Records to use:
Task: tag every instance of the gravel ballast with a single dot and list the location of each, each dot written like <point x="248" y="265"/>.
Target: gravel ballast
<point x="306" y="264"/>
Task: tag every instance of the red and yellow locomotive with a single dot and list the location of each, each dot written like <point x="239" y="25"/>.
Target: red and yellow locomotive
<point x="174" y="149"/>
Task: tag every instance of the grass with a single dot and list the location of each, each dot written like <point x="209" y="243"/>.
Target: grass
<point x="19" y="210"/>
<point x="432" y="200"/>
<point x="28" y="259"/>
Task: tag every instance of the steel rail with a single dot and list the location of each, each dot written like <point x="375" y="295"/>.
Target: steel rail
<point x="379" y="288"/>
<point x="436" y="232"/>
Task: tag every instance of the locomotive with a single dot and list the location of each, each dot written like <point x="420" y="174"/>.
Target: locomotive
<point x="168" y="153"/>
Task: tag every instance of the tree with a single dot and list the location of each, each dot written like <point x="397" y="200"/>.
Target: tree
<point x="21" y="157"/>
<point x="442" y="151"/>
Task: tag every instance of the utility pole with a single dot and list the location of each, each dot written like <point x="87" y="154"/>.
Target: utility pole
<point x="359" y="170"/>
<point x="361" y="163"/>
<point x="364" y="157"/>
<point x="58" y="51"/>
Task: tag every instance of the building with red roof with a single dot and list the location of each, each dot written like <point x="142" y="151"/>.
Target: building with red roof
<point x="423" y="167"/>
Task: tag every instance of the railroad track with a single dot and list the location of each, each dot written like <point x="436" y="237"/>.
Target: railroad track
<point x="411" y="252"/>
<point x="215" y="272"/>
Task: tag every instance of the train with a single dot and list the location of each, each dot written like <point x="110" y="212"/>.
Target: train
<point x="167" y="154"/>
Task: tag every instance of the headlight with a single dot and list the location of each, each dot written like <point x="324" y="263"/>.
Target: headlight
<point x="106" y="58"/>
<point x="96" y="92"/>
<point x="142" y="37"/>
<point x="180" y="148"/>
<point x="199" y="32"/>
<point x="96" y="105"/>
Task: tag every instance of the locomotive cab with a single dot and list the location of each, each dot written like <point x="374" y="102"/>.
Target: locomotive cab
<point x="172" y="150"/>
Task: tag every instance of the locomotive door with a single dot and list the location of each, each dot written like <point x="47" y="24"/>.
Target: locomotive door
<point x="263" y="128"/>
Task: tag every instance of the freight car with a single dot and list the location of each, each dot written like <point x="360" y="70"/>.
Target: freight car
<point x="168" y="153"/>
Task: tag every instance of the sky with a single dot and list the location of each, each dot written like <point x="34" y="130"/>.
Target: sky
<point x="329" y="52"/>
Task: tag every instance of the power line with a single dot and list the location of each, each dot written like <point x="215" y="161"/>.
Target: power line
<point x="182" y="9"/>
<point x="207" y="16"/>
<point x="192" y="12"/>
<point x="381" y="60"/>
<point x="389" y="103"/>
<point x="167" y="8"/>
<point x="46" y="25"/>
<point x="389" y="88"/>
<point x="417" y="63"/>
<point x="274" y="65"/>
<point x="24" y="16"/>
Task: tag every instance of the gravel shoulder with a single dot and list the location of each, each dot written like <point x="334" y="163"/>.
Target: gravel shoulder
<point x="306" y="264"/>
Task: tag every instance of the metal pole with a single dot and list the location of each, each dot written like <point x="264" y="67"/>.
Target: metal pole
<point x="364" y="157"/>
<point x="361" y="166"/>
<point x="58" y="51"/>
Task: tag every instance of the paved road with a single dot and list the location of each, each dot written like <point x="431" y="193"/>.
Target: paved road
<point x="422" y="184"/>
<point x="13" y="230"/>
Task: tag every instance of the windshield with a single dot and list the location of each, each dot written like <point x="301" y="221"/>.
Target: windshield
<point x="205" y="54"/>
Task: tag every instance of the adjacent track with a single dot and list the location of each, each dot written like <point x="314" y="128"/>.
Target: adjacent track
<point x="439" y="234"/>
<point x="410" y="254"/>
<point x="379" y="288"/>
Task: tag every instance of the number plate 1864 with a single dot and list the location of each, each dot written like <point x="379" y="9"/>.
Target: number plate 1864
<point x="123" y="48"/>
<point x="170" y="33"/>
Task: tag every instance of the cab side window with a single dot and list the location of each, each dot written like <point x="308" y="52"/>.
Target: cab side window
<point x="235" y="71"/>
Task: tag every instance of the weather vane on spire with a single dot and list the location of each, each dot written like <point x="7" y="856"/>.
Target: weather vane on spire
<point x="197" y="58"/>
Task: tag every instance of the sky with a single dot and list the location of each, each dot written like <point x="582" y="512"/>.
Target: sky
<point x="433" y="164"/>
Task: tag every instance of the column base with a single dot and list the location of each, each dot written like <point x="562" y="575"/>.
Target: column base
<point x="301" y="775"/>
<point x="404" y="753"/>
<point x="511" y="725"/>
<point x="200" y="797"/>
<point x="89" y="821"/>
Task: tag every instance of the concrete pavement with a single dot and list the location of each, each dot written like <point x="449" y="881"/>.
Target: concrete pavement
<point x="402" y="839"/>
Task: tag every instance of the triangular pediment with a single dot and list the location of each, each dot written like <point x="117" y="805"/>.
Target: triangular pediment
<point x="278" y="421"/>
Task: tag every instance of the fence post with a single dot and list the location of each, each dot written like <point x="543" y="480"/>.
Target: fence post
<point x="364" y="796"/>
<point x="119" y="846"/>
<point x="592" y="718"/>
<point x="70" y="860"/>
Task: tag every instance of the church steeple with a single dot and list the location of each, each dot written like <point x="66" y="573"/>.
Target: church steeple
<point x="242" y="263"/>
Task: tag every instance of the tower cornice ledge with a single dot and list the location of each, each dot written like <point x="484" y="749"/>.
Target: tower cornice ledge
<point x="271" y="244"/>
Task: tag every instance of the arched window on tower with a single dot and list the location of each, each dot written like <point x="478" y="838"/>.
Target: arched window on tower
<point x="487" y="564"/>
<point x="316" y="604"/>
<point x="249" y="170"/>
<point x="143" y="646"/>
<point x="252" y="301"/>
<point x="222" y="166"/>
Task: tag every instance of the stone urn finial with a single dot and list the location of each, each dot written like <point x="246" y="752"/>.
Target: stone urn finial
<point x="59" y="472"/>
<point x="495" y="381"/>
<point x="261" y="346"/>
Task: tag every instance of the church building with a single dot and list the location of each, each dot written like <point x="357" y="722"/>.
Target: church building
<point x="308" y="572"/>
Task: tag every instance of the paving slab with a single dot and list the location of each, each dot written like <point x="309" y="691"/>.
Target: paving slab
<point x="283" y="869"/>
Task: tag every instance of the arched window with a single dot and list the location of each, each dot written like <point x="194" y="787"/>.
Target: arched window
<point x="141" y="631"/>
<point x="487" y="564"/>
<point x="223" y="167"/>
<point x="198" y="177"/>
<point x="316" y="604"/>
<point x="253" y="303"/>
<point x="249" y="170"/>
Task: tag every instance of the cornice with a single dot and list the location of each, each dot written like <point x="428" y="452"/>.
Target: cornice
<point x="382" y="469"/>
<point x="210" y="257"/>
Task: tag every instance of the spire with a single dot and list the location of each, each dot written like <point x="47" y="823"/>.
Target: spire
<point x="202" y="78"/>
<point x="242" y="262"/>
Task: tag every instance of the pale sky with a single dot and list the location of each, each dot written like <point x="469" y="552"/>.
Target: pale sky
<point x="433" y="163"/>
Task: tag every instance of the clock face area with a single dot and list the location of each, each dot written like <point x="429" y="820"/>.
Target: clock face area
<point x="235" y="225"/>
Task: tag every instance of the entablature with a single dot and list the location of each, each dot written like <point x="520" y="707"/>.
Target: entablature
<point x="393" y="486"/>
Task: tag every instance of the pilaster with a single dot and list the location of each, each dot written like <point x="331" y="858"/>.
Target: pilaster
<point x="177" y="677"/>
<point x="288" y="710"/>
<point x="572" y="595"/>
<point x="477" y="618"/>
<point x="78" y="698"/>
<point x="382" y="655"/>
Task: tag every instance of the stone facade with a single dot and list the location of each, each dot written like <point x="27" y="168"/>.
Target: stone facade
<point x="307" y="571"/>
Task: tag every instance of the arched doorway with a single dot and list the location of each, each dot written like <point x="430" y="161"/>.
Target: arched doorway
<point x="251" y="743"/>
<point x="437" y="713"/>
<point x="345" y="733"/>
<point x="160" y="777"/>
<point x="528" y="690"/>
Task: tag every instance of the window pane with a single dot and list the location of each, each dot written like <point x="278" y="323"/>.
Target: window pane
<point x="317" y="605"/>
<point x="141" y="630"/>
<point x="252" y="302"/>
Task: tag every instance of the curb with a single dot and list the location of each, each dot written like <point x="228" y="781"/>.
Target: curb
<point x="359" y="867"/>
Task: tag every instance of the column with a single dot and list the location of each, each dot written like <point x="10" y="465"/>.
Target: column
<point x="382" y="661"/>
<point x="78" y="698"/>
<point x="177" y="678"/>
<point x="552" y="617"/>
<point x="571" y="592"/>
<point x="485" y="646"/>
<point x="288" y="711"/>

Exercise: All that should be written out is the stretch of lines above between the one holding "Task: tag every instance of the paving" and the one holding "Task: tag every instance of the arched window with", inclusive, exactly as given.

The answer:
Task: tag every instance of the paving slab with a single dot and list the location of each, each dot written like <point x="309" y="691"/>.
Target: paving slab
<point x="283" y="869"/>
Task: tag every instance of the arched window with a single dot and list the location of each, each dot written like <point x="194" y="787"/>.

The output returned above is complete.